_Selected passage_
* * *
Prior to 1989 the club had a number of venues it used as its home ground. The most significant ones were:

Royal Park, Royal Park, Melbourne: 1954: 1957
Separation St Geelong: 1958
Corio Oval, Geelong: 1959: 1961
Tracey's Speedway, Maribyrnong: 1962: 1967
Montgomery Park, Essendon: 1975 -1976
Olympic Park: permanent home from 1968 to 1972 and 1977–1988

Senior Mens squad

Non-soccer roles of the club

Social
The club has played and continues to play an important social role for the Croatian community. Post-World War II migration to Australia changed the demographic make-up of the country, Croatians along with other continental European migrants entered a society that was at the time quite hostile to these new arrivals. In the wake of this migration many soccer clubs were formed by these new arrivals based around their respective ethnic communities. The Melbourne Knights became a focal point for the Croatian community in the state of Victoria, as it was just as much a social club as a soccer club. It provided Croatians with a place to gather where they could feel comfortable and safe in their new home, a place where they could mingle with their own people and speak their mother tongue. The club allowed for the preservation and celebration of Croatian identity, tradition, culture and language, as well as promoting it to non-Croatians. Through the club Croats could hold their head up high with pride. The club continues to be an important institution for the Croatian community, helping keep it alive, as Croatian culture and tradition is passed onto the next generation. The Melbourne Knights still remains the largest meeting place for Victoria's Croatian community.

Political
Over the years the Melbourne Knights played an important political role, with the club being a symbol of Croatian nationalism. Victoria's Croatian community was made up of people who had fled from the communist regime of Yugoslavia. So the Melbourne Knights, then under the name of Croatia, served as a political statement of the desire of the Croatian people for an independent Croatia. Using the club the community was able to promote and bring awareness to the Croatian plight and independence movement. This role continued into the 90s, after Croatian independence in 1991, with the outbreak of war in Croatia and Bosnia. Melbourne Knights served as a symbol of pride for the community in this dark period, galvanizing the community's support for the club. Through the club the community was able to show its solidarity with the homeland. Since then with Croatia being independent and stable this political role no longer exists in the same manner.
* * *
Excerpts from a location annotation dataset
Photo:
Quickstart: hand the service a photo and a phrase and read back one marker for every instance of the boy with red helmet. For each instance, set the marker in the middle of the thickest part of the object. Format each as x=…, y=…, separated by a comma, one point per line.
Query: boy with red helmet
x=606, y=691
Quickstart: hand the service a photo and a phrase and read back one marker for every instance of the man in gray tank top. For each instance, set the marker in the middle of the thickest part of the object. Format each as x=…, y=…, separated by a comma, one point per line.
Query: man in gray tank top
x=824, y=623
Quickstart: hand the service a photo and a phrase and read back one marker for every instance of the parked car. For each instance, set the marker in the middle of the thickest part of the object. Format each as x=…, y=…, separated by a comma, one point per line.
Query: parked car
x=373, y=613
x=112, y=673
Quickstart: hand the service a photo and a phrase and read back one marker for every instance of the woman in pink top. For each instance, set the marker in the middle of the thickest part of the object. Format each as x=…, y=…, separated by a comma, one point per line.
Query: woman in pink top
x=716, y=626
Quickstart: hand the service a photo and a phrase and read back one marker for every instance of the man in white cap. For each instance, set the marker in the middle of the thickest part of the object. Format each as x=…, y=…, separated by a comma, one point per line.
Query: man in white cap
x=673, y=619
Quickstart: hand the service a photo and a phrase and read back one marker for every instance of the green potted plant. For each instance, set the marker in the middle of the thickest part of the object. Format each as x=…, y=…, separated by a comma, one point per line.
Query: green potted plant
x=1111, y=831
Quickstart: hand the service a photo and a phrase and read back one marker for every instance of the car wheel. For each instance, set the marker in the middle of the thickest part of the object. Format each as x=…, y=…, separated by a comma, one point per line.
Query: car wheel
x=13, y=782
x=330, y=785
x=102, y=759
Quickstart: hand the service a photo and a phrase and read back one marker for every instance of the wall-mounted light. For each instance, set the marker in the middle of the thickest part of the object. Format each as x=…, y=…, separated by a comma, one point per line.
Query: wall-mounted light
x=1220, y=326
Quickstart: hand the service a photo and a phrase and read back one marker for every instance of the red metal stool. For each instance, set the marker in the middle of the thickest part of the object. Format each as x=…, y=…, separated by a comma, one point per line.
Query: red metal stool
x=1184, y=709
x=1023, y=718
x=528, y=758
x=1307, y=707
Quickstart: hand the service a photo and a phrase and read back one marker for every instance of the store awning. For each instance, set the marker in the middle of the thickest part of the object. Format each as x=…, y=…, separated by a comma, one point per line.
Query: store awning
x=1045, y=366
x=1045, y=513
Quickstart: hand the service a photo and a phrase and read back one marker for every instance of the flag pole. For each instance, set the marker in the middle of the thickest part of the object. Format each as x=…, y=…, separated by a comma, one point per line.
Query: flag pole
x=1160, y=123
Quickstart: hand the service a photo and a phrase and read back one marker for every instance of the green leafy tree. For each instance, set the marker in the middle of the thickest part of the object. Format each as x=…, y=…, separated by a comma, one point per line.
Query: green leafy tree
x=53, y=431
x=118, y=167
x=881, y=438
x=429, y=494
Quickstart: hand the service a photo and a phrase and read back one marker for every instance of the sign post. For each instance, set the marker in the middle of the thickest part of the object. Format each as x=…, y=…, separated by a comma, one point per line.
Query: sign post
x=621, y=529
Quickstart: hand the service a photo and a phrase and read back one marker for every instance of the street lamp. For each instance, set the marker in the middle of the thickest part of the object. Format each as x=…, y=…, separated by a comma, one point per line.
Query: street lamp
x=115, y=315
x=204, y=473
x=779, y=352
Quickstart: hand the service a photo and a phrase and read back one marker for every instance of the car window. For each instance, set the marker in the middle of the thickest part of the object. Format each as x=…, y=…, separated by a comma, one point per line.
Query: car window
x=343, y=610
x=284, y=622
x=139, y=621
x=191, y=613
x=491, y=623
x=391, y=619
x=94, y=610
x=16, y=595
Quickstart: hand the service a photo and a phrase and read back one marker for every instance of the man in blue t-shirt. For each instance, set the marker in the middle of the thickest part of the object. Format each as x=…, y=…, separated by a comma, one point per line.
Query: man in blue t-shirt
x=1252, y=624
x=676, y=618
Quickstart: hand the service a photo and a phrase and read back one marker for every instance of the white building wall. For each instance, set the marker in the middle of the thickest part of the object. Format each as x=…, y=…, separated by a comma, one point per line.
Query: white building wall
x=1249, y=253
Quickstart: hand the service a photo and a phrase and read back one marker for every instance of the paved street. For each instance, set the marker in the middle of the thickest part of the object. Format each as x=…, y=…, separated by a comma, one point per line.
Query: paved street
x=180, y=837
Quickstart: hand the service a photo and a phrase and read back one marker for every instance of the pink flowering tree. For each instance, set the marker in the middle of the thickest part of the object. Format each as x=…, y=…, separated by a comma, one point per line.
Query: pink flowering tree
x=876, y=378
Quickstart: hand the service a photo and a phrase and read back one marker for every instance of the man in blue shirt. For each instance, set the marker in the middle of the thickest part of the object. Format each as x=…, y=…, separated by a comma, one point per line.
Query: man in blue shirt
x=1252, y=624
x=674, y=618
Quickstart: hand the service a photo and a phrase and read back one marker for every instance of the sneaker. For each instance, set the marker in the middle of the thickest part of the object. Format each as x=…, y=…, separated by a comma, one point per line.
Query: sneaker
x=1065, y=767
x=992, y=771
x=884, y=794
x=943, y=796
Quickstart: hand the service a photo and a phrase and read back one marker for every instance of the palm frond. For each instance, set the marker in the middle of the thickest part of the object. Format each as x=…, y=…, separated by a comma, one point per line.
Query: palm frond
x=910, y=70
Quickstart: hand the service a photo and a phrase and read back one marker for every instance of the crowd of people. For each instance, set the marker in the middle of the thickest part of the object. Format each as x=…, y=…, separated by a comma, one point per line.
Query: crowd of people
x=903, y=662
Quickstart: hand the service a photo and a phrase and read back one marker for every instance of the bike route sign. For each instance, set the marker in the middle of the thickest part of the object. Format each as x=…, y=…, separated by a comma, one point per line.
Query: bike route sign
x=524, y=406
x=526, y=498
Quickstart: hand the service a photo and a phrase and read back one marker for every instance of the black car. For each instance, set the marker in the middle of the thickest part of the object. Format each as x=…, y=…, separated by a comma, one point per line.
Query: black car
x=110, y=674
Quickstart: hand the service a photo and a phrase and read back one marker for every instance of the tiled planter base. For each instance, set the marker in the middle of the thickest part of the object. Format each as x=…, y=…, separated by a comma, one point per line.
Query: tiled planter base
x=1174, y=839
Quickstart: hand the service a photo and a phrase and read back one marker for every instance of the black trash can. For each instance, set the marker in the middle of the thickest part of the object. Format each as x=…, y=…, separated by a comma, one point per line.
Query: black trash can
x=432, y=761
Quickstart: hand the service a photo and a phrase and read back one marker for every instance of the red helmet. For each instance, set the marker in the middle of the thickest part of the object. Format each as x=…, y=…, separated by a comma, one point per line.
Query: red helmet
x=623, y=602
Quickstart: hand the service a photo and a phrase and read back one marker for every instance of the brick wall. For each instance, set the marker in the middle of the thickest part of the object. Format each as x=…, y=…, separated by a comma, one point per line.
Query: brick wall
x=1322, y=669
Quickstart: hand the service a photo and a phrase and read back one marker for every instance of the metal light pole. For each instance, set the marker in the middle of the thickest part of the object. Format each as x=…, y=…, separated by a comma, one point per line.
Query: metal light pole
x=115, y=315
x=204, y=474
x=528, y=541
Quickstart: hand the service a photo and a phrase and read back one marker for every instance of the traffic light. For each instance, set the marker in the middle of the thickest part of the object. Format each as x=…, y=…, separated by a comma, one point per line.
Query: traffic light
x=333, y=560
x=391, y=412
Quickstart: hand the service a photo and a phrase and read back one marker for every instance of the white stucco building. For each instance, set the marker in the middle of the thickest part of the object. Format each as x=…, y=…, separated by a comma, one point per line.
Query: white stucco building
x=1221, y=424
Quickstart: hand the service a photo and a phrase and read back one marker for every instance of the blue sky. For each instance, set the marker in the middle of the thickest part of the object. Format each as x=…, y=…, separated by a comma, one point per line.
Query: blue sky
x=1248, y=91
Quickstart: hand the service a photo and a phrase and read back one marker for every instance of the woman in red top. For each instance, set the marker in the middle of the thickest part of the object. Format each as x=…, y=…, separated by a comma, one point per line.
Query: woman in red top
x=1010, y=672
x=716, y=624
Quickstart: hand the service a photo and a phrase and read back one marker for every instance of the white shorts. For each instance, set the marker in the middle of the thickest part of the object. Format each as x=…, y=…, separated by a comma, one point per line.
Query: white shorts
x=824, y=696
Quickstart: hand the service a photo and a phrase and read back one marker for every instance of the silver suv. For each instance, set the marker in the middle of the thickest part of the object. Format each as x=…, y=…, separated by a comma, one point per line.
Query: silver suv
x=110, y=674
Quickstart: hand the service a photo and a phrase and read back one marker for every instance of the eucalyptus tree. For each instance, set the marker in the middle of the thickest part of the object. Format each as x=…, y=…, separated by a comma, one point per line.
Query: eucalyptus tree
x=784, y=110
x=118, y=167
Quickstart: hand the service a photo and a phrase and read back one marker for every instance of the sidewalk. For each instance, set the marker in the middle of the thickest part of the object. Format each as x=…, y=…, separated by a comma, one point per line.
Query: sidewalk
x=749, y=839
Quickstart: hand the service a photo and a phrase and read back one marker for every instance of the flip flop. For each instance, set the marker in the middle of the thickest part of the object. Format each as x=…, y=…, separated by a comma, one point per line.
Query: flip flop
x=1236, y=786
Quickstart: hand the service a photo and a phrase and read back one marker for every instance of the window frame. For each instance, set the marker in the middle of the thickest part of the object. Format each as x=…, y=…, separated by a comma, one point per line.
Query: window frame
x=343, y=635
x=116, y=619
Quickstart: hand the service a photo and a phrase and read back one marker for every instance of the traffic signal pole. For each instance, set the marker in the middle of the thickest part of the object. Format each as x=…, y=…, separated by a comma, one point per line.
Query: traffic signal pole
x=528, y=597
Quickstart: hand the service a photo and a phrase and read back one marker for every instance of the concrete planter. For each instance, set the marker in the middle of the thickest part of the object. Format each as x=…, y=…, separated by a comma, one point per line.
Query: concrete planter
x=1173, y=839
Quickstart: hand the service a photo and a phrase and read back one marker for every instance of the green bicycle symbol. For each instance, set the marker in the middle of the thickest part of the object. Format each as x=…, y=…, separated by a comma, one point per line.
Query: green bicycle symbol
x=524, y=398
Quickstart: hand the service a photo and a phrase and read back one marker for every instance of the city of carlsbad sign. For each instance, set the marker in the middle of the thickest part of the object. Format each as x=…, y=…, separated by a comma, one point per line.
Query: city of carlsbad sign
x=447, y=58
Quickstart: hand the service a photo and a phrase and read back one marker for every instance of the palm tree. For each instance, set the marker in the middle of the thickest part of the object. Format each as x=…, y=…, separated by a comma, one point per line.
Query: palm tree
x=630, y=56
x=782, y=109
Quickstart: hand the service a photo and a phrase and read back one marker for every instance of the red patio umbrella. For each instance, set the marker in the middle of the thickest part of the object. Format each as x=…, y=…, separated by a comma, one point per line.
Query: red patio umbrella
* * *
_Given task_
Write the next part of the Melbourne Knights text, starting after its last sentence. The records bear no relation to the Melbourne Knights text.

_The response_
Youth and Junior development

The Melbourne Knights is a club famous for its youth and junior development, it has one of the best set ups in Australia. Many great players have gone through the youth set up at the Knights, the most notable being Socceroo captain Mark Viduka. A highlight of this strong set-up came in the NSL years where the Melbourne Knights were a dominant force in the National Youth League, being champions 3 times. The club was also runner-up on two other occasions. The Knights have continued this winning tradition at the youth level in the VPL, with the club winning the double as it took out the Under 18 and Under 20 Victorian championships in 2007

Currently the club is home to over 250 players ranging in sides from the Under 8 to Under 18 level in the Victorian Milo leagues, as well as an Under 20 youth team which serves as the reserves side and plays in the Victorian Premier League Reserves competition.

The club has played a particularly important role with the youth of the Croatian community in both Melbourne and Geelong, giving them a pathway in the sport. The result of this can be seen in the many great soccer players of Croatian heritage that have played for the Knights at the senior level over the past six decades.

The success of the club's youth development can be seen in the number of Knights players that have gone onto play in some of the best soccer leagues around the world and play international soccer; 38 Knights players have played for Australia at senior level and 3 for Croatia. As well as countless others who played for Australia at Under 17, Under 20 and Under 23 levels. An example of the impact the club has had at this level was the 1996 Atlanta Olympic side (under 23) which contained a staggering 5 Knights players; Mark Viduka, Danny Tiatto, Joe Spiteri, Frank Jurić and Steve Horvat. You also had Vinko Buljibašić and Joe Bačak who were part of the qualifying campaign, while Adrian Červinski, Damien Vojtek and Ante Jurić were part of pre-qualifying friendlies.

The Knights are well known for giving young emerging talent opportunities in their senior squad. Players like; Marak Talajic debut at 16, Eddie Krncevic at 15, Josip Šimunić at 17, Steve Horvat at 17, Mark Viduka at 18, Mark Silić at 18, Billy Vojtek at 18 and more recently with Mate Dugandžić at 16. As such players that have gone through the club's junior ranks have always made up a large part the Knights squad, such as in the 1990s when the club dominated the NSL.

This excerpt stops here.